> [WHAT YOU WILL DO] Only the lines below, from the one with "Target: man's beard" through the one with "Find the navy blue", are to be written out, exactly.

AVAILABLE DATA: Begin

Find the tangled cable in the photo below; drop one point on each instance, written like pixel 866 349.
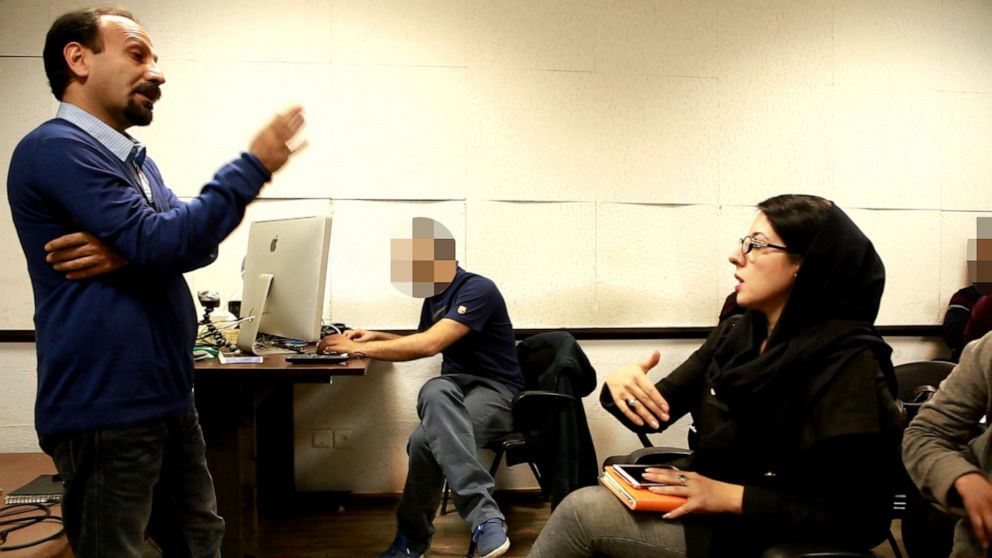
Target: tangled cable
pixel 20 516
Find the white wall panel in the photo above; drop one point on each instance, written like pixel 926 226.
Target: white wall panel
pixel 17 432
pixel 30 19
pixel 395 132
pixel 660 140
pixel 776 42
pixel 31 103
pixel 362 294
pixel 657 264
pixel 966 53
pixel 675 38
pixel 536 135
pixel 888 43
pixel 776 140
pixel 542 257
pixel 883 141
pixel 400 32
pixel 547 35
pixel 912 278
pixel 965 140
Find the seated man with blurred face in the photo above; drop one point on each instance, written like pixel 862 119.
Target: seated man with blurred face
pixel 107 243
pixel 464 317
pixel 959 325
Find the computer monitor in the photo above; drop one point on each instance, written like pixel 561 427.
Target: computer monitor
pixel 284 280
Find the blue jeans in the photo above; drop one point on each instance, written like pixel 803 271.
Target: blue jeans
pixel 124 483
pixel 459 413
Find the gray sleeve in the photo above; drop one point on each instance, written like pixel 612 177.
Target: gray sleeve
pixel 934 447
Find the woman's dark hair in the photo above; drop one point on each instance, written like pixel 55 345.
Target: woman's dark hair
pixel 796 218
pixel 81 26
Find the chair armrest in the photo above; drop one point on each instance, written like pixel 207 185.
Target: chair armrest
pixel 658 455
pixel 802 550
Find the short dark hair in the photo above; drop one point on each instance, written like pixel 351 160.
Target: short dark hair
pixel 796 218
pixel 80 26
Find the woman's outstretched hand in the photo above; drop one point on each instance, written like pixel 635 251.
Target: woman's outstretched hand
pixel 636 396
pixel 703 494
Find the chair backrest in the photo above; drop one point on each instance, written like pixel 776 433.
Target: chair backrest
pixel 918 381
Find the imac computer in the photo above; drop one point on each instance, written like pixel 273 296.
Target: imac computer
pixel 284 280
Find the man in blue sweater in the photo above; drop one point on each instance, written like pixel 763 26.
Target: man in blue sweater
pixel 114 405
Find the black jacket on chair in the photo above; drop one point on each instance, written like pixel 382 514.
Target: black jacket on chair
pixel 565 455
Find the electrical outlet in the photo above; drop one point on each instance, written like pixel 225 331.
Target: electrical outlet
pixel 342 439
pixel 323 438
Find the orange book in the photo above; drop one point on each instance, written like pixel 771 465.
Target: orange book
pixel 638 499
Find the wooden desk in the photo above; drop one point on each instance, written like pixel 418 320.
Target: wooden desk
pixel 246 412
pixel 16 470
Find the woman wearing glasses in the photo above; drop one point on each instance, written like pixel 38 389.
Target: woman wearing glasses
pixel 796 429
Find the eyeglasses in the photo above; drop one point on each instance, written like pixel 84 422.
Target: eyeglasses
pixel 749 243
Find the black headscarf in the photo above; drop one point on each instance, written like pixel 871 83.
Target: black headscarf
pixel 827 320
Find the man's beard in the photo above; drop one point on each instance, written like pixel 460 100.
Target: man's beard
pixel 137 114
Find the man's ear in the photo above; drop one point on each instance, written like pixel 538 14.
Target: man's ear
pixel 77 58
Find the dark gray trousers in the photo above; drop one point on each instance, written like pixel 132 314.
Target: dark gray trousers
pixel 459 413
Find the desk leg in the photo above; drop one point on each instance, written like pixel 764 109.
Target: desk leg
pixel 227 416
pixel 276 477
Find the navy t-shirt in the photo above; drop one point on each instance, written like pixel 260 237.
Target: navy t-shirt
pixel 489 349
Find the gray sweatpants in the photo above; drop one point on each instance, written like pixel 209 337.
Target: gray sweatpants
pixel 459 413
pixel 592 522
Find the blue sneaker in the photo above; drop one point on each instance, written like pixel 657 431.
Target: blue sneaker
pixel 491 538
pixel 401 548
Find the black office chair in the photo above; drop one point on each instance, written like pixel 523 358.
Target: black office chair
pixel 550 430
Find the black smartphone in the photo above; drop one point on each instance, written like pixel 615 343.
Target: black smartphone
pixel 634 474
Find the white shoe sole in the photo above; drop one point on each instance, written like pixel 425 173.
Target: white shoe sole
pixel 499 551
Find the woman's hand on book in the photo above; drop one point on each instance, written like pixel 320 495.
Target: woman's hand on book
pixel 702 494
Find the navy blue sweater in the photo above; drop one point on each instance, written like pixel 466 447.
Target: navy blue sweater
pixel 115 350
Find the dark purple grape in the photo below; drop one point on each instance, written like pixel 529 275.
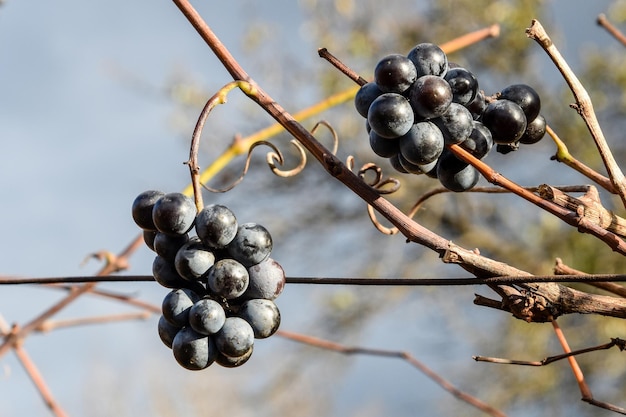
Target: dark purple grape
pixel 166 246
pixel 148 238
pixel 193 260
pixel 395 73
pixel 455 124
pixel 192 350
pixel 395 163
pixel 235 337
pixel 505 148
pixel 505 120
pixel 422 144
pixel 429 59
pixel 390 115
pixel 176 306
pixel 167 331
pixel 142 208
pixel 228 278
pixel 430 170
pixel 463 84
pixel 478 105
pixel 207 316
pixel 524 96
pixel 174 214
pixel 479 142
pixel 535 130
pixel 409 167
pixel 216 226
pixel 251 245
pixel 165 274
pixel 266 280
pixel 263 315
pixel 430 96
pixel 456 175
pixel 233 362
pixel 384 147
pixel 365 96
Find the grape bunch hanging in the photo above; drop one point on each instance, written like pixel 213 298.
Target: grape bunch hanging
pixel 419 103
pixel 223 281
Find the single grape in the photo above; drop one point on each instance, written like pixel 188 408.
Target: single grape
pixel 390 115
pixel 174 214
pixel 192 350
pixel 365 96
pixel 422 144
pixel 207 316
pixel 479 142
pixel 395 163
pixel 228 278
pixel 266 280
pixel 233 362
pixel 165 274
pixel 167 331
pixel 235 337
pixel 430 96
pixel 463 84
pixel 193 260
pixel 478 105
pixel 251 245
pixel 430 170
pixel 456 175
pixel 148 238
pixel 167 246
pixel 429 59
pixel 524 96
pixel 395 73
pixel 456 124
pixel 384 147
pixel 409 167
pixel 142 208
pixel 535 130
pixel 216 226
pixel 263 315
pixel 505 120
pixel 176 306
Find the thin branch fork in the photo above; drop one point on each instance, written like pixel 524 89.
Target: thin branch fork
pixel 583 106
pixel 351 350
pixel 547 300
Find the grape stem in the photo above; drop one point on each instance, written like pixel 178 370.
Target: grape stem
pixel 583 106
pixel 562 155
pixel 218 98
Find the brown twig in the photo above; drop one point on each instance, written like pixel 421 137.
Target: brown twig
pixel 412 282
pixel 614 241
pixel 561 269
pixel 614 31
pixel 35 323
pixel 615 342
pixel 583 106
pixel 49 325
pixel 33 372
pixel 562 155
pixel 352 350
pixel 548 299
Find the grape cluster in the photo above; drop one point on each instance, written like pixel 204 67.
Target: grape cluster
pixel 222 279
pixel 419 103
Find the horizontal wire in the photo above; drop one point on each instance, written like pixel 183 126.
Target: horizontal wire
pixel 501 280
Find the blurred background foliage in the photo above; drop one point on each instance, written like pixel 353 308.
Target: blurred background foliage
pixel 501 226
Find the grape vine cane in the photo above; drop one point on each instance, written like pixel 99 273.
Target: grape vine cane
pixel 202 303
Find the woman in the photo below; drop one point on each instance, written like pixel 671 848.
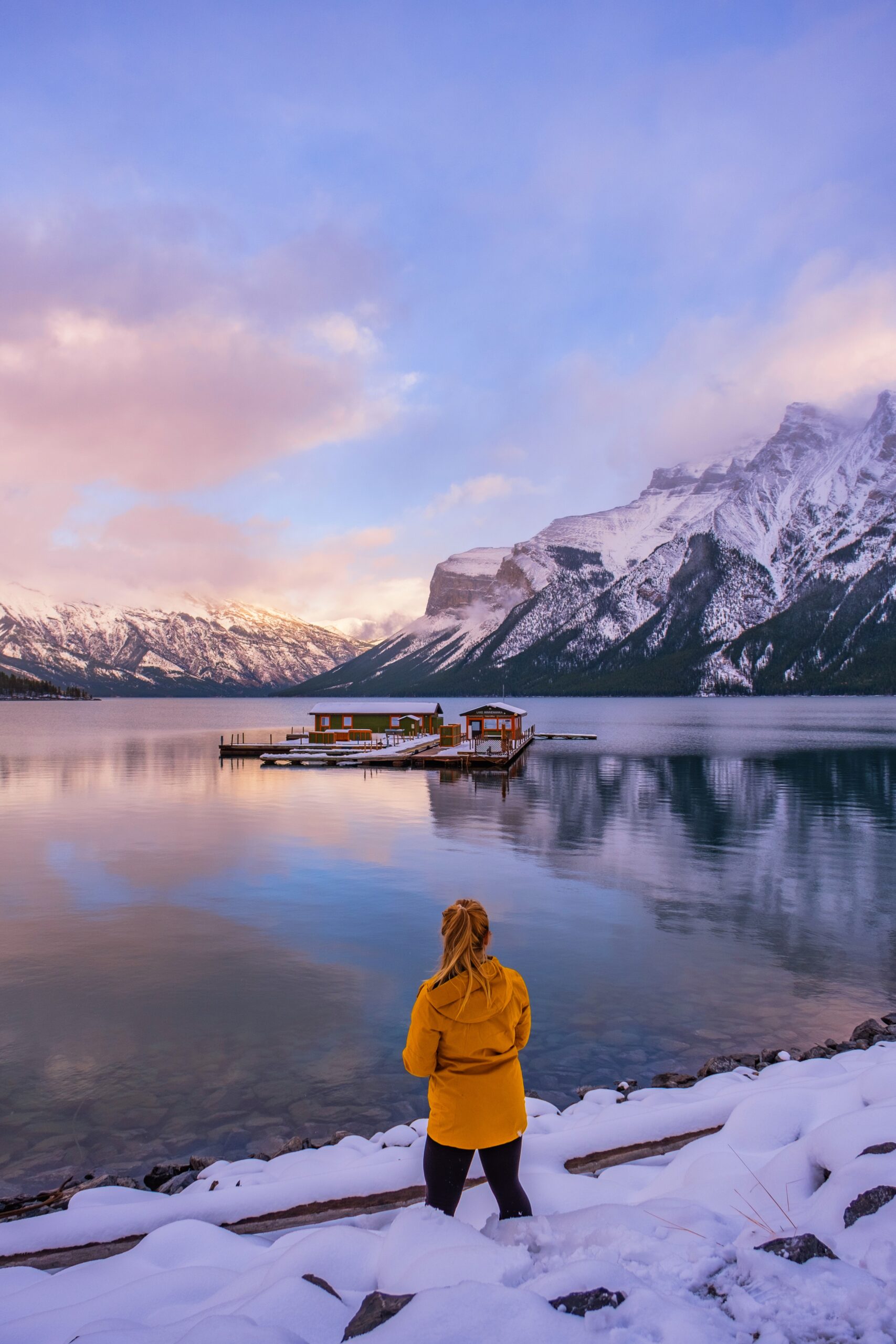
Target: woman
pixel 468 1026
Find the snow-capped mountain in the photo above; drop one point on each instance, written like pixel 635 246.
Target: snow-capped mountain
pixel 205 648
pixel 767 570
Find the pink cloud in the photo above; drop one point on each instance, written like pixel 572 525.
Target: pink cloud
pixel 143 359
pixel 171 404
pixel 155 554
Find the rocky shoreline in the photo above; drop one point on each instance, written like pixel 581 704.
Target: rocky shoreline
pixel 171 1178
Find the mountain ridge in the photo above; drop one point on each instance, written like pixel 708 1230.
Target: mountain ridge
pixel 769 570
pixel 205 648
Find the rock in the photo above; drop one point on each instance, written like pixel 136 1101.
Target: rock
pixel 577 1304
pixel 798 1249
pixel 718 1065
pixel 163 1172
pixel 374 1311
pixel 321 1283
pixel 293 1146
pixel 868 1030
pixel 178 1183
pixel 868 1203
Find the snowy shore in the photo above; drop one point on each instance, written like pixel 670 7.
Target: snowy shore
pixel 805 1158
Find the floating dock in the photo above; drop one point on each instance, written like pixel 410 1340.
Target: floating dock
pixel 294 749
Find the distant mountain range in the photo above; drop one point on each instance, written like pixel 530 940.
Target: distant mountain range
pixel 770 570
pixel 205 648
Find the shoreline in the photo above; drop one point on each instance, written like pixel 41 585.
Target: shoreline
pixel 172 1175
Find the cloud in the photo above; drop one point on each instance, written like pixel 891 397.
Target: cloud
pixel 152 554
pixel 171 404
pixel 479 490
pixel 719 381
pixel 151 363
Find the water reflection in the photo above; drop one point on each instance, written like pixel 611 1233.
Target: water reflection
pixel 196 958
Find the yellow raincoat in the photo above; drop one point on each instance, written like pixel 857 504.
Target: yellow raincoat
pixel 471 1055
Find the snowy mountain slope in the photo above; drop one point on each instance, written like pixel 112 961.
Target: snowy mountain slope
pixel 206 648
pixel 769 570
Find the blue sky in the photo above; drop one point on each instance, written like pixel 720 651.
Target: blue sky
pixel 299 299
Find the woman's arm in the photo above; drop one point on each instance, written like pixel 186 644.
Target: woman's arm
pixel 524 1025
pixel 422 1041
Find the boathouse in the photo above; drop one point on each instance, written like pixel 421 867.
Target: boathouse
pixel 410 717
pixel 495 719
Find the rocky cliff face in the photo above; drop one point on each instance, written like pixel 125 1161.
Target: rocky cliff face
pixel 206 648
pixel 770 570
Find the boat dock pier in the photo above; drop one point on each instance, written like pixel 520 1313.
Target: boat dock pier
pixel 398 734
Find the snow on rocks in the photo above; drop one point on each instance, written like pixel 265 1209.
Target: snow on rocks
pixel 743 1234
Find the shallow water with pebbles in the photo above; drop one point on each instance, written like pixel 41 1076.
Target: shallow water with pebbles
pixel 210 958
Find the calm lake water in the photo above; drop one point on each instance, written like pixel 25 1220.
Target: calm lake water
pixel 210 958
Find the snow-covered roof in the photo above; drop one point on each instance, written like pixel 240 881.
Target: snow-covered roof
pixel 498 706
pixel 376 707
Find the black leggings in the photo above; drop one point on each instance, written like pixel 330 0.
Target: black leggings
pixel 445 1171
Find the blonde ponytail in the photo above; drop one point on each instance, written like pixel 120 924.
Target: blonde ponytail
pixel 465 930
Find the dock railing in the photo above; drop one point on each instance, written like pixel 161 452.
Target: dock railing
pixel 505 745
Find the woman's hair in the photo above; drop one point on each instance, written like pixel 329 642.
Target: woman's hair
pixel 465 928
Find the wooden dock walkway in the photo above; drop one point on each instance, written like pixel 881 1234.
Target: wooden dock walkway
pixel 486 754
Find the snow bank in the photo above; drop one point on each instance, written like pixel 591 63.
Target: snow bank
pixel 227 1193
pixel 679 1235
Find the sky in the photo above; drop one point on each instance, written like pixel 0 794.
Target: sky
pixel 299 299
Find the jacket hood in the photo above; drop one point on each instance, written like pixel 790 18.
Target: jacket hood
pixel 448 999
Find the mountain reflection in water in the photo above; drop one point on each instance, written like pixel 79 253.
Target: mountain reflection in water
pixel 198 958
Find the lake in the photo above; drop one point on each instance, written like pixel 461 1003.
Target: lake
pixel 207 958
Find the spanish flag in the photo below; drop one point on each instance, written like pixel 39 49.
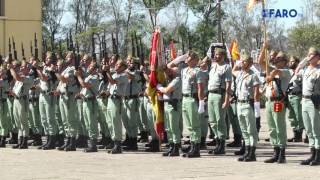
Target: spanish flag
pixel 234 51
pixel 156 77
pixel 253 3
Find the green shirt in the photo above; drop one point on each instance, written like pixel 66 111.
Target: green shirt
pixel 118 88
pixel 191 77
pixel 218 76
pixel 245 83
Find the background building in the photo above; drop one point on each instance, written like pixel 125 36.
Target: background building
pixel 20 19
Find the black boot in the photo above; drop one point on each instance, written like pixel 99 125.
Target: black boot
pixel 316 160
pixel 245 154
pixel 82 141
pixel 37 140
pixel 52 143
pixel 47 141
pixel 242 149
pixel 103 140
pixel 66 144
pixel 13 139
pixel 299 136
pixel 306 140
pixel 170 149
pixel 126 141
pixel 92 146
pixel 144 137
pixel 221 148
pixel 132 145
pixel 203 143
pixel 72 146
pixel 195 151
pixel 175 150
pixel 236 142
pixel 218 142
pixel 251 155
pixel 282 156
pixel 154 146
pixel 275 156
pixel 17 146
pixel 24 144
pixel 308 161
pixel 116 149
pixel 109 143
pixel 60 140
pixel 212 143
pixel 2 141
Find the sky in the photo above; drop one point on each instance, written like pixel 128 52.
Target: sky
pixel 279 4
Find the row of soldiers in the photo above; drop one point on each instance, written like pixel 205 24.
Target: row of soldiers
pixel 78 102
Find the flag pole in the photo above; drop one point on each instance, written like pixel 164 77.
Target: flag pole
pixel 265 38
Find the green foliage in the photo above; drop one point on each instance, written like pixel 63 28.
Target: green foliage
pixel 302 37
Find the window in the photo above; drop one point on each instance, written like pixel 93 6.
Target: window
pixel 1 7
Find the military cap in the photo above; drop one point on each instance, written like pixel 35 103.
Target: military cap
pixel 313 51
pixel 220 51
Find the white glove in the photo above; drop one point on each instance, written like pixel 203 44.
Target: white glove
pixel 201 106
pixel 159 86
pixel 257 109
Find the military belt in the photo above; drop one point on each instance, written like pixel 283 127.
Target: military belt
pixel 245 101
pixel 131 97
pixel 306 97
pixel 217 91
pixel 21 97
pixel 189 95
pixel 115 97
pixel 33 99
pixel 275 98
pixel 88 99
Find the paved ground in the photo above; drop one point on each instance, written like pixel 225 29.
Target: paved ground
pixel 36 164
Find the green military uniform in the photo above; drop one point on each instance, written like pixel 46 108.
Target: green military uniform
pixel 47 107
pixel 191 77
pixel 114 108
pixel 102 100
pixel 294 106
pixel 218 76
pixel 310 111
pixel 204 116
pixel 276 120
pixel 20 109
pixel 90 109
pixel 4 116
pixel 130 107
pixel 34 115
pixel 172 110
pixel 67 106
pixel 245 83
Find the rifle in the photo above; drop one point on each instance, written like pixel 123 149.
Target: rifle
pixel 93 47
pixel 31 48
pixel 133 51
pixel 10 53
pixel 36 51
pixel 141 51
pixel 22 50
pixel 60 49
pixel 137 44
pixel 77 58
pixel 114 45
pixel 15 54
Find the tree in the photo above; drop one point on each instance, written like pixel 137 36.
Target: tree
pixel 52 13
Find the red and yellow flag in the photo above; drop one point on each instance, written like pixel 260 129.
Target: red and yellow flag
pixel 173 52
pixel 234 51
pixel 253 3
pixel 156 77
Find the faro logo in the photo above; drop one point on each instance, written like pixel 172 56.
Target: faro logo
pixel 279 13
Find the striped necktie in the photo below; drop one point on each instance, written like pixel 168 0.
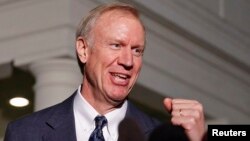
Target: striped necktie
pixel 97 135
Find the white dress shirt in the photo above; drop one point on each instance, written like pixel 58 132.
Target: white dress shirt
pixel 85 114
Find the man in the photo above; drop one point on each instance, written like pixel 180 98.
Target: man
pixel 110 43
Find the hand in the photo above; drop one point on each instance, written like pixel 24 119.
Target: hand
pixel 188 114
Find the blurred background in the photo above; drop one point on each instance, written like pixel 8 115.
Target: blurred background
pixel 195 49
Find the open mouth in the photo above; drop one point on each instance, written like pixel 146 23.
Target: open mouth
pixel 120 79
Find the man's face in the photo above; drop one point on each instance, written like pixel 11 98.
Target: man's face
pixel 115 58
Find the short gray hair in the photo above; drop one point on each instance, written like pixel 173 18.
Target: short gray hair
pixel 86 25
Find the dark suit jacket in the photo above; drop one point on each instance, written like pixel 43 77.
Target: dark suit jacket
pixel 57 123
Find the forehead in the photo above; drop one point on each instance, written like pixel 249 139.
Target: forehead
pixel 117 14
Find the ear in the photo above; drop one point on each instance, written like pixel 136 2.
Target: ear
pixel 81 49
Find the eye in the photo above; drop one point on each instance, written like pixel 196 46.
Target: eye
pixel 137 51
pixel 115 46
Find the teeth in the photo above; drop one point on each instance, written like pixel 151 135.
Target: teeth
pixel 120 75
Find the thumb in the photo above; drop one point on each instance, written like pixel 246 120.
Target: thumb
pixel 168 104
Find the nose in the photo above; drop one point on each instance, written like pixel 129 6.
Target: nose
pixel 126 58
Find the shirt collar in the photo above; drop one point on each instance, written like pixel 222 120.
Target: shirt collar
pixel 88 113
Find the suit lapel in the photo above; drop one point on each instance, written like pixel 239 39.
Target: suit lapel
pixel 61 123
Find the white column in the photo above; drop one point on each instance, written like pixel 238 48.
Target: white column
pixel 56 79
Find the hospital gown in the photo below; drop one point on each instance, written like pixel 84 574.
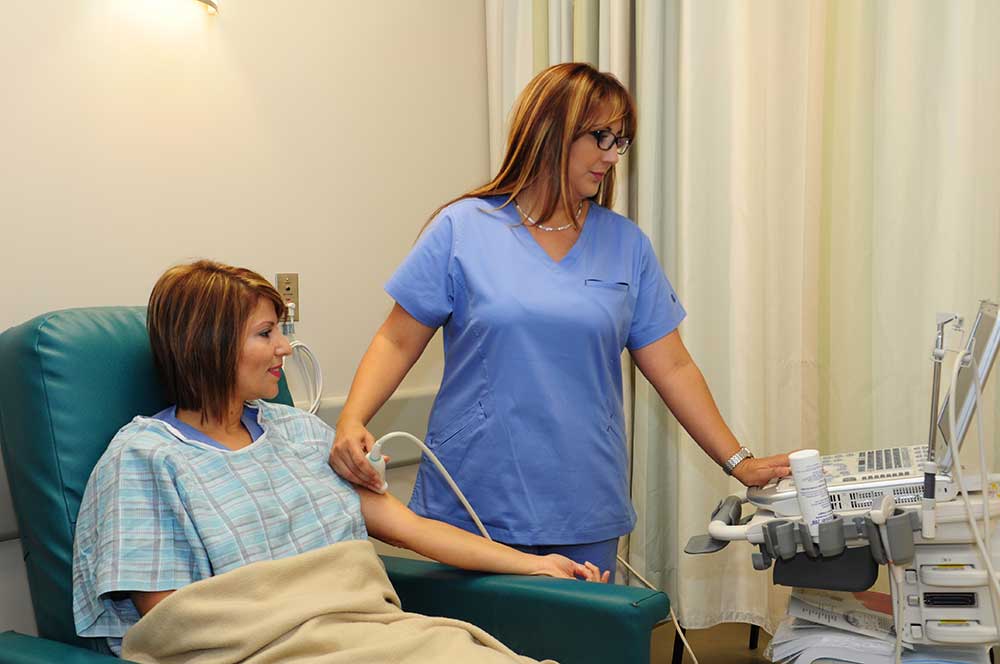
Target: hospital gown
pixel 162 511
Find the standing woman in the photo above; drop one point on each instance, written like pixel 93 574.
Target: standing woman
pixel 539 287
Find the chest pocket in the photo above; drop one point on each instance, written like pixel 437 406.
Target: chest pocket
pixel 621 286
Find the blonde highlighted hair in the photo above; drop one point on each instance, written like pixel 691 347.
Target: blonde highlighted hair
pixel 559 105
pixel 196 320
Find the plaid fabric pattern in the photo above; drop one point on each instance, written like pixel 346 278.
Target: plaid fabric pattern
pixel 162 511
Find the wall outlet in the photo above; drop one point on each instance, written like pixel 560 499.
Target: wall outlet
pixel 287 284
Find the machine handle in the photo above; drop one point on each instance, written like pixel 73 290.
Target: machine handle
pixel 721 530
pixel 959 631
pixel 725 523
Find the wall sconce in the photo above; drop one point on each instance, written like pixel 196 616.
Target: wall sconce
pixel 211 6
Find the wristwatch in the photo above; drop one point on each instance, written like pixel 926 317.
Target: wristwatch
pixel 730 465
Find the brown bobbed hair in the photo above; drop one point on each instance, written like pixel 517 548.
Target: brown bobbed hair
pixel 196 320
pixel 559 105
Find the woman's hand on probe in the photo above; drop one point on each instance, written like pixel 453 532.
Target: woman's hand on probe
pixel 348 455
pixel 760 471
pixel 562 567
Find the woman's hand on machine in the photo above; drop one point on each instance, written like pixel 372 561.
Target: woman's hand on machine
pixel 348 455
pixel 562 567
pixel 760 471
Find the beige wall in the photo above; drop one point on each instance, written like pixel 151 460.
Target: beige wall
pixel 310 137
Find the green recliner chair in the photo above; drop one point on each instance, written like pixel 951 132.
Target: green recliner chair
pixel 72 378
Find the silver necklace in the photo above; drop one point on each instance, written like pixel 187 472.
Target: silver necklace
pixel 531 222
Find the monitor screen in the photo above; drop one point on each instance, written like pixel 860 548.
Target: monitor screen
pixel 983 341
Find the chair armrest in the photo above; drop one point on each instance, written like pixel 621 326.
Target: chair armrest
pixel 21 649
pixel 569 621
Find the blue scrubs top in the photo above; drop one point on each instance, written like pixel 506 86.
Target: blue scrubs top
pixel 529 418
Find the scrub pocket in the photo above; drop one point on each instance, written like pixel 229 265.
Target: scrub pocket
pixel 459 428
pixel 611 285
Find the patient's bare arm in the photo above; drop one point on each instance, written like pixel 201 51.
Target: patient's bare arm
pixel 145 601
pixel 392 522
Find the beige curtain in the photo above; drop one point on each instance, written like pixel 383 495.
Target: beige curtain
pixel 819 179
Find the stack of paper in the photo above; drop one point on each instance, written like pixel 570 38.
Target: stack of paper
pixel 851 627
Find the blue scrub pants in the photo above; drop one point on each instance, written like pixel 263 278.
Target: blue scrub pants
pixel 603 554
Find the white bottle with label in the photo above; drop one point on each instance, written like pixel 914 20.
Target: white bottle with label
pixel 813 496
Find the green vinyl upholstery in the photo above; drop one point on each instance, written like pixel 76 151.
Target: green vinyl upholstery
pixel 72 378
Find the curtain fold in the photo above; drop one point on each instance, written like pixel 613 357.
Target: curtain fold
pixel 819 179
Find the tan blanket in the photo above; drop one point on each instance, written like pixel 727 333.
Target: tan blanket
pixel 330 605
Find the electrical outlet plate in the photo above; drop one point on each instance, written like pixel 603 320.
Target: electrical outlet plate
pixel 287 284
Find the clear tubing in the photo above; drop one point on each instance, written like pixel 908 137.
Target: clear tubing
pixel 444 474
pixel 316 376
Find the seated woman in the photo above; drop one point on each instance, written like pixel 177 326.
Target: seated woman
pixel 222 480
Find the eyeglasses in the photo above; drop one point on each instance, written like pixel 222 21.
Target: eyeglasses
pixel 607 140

AVAILABLE DATA: End

> [REPLY]
Target: man's beard
pixel 137 114
Find the man's ear in the photo above; drop one point on each instance, written like pixel 538 14.
Target: man's ear
pixel 77 58
Find the dark gray trousers in the photo above; drop one point on each instance, written like pixel 132 314.
Target: dark gray trousers
pixel 459 413
Find the desk leg in the photo above; drop one point on each instance, written like pixel 764 109.
Target: desk leg
pixel 227 416
pixel 276 477
Find the navy t-shirt in the photo above; drop one point on each instance, written like pixel 260 237.
Target: navy t-shirt
pixel 489 349
Find the gray sweatpants in the photo above; drop one point on each instance, written like pixel 209 337.
Target: gray sweatpants
pixel 459 413
pixel 592 522
Find the blue sneaker in the photo above; drop one point on each instance, written like pixel 657 431.
Target: blue sneaker
pixel 491 538
pixel 401 548
Find the black office chair in the photo above; drop one point on each instance, written like pixel 523 358.
Target: black office chair
pixel 550 430
Find the black smartphone in the photo above; drop one point on each instance, written like pixel 615 343.
Target: black smartphone
pixel 634 474
Find the white shoe sole in the photo above; drop one point on each instance, written like pixel 425 173.
Target: white shoe sole
pixel 499 551
Find the woman's hand on book in the photo above; drop one point on each instance, written like pixel 320 495.
Target: woman's hand on book
pixel 702 494
Find the navy blue sweater in the photo above; drop one point on each instance, written like pixel 466 447.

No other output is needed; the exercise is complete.